Repeat every entry exactly as it appears.

RECORDS FOR THIS TASK: Begin

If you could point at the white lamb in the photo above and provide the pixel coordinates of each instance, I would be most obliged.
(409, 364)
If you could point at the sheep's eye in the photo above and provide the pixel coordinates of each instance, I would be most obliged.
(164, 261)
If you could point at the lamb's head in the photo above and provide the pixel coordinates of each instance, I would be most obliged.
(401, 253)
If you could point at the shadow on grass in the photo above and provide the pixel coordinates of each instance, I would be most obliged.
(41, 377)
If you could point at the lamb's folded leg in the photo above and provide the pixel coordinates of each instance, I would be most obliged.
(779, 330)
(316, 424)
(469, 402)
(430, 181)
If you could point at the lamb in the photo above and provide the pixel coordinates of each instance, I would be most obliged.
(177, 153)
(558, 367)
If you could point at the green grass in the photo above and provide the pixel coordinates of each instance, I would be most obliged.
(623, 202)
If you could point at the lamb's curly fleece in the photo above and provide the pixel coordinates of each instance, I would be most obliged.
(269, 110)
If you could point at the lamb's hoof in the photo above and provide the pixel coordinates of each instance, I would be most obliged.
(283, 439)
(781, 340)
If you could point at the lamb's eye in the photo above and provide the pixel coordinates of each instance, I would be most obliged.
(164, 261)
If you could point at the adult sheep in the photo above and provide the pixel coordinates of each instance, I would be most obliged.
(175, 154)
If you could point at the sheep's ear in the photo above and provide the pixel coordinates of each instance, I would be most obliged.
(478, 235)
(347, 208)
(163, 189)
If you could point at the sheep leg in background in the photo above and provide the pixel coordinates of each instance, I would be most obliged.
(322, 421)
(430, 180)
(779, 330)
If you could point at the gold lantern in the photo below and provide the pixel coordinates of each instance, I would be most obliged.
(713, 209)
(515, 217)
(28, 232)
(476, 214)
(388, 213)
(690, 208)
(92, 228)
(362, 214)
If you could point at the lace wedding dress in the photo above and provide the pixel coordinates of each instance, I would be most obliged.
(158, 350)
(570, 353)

RECORDS FOR THIS TASK: End

» **OUTPUT**
If you could point at the white lamb in the photo above and provide the pixel coordinates of each instance, I would be most obliged.
(409, 364)
If you could point at the sheep's eye in the photo above and provide the pixel coordinates of each instance, I would be most obliged.
(164, 261)
If you could point at the lamb's head in the photo above and provide the pixel coordinates of each instance, I would be most obliged.
(401, 253)
If you could point at the shadow on grass in the photo above and provide the pixel coordinates of each instance, I would be most obliged.
(41, 377)
If you could point at the lamb's folded leg in the photo above and provide the pixel coordinates of each instance, I would be most obliged.
(779, 330)
(316, 424)
(469, 402)
(430, 181)
If you could point at the lamb in the photo above and provide the pixel coordinates of each instance, I would be most obliged.
(177, 153)
(558, 367)
If you could point at the green grass in the photo above and provide the pixel coordinates of each instance, I would be most obliged.
(623, 202)
If you could point at the lamb's curly fleece in the photo above and provide the pixel coordinates of each instance, I would be most obliged.
(269, 110)
If you could point at the lamb's hoof in the photo above and provide the pixel coordinates of each instance, I would be most obliged.
(283, 439)
(781, 340)
If you could point at the lamb's eye in the photo above and provide the pixel coordinates of each instance, I would be most obliged.
(164, 261)
If you could point at the adult sheep in the photo above and provide the pixel coordinates of each instance, I would be most obliged.
(175, 154)
If you could point at the sheep's ear in the photo above and provide the pixel coordinates of each instance, I would be most obliged.
(478, 235)
(347, 208)
(163, 189)
If you could point at the sheep leg in background in the photo above and provide the pixel coordinates of each instance, I would be most obliged.
(322, 421)
(430, 180)
(779, 330)
If you could point at the gold lantern in the photo below and provide the pixel coordinates of each instance, I would be most obliged.
(713, 209)
(515, 217)
(28, 232)
(476, 214)
(388, 213)
(690, 208)
(92, 228)
(362, 214)
If you could point at the lace wedding dress in the photo above and provide the pixel coordinates of each instance, I would be most obliged.
(158, 350)
(570, 353)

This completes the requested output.